UNITED STATES of America v. Jesse HOLOVACKO, Appellant

No. 17-3395

Decided: July 22, 2019

Before: HARDIMAN, SCIRICA, and RENDELL, Circuit Judges Mark E. Coyne, Esq., Office of United States Attorney, Newark, NJ, Norman Gross, Esq., Office of United States Attorney, Camden, NJ, for Plaintiff-Appellee A. Paul Condon, Jr., Esq., Jersey City, NJ, for Defendant-Appellant


Jesse Holovacko was a financial advisor at Merrill Lynch when he arranged to transfer over $250,000 from the retirement account of a client of the firm into his own personal account. Holovacko was convicted of investment advisor fraud and six counts of wire fraud. He now challenges these convictions and requests a new trial on the basis of two allegedly erroneous evidentiary rulings by the District Court. Neither ruling, though, was an abuse of the trial court’s discretion. We will affirm Holovacko’s convictions.


At Merrill Lynch, Holovacko handled the account of Stanley Klimek, a former factory worker with about $600,000 in retirement savings invested with the firm. Beginning in December 2013, Holovacko facilitated eighteen transfers from Klimek’s account to his own. At Holovacko’s request, Klimek would move funds from his Merrill Lynch account to his personal account at another bank, and would then send the funds to Holovacko via cashier’s check. Within about eight months, Holovacko received approximately $253,000 in total. Merrill Lynch detected irregularities in Klimek’s account and began an internal investigation, in the course of which Holovacko admitted he had received money from Klimek for personal use. Merrill Lynch fired Holovacko in light of the investigation’s findings. Holovacko was charged with six counts of wire fraud in violation of 18 U.S.C. § 1343 and one count of investment advisor fraud in violation of 15 U.S.C. §§ 80b-6, 80b-17.

§ **Required work**
1 - According to the Holovacko case excerpt, about how much money did Holovacko receive from Klimek in total?
2 - Extend the Holovacko case excerpt with new text that begins after its final sentence, the one listing the charges.

Records from a point labeling set:
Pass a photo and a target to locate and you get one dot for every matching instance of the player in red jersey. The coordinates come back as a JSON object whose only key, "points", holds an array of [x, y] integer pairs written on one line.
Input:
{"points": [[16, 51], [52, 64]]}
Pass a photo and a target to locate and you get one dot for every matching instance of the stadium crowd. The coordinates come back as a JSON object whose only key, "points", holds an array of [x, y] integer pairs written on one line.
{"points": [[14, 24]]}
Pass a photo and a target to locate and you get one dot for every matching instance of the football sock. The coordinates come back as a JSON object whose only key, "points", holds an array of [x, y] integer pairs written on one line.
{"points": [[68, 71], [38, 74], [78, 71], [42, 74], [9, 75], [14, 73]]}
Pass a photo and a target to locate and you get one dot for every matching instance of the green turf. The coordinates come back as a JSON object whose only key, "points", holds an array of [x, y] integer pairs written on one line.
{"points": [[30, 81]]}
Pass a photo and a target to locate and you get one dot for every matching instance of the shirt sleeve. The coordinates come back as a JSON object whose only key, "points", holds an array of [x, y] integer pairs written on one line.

§ **Results in order**
1 - Approximately $253,000.

2 -
At trial, Holovacko’s primary defense was that Klimek had known of the transfers and had intended to give the money to Holovacko. Holovacko and Klimek maintained an acquaintance relationship that included periodic lunches, and, Holovacko testified, financial exigency exacerbated by a gambling problem led him to seek a loan from Klimek, who was sympathetic to his plight. Had Klimek agreed to loan Holovacko the money, this arrangement would have been against Merrill Lynch policy, but it would seemingly lack elements necessary to secure a conviction under either of the two offenses with which Holovacko had been charged. See 18 U.S.C. § 1343; 15 U.S.C. §§ 80b-6 & 80b-17. Klimek, though, testified he was not aware the money would go to Holovacko and thought the deposits were part of Holovacko’s investment strategy on his behalf.

The jury found Holovacko guilty on all seven counts. Holovacko made a motion for a new trial pursuant to Federal Rule of Criminal Procedure 33(a) and renewed an earlier motion for judgment of acquittal pursuant to Federal Rule of Criminal Procedure 29(c) on two grounds: first, that the Government had elicited inadmissible lay opinion testimony from one of Merrill Lynch’s internal investigators, Jeremy Hutson, and second, that the verdict was not supported by the evidence. The District Court denied both motions. Holovacko received a sentence of thirty-seven months on each count of the indictment, with the sentences to run concurrently. Holovacko now appeals the verdict and sentences.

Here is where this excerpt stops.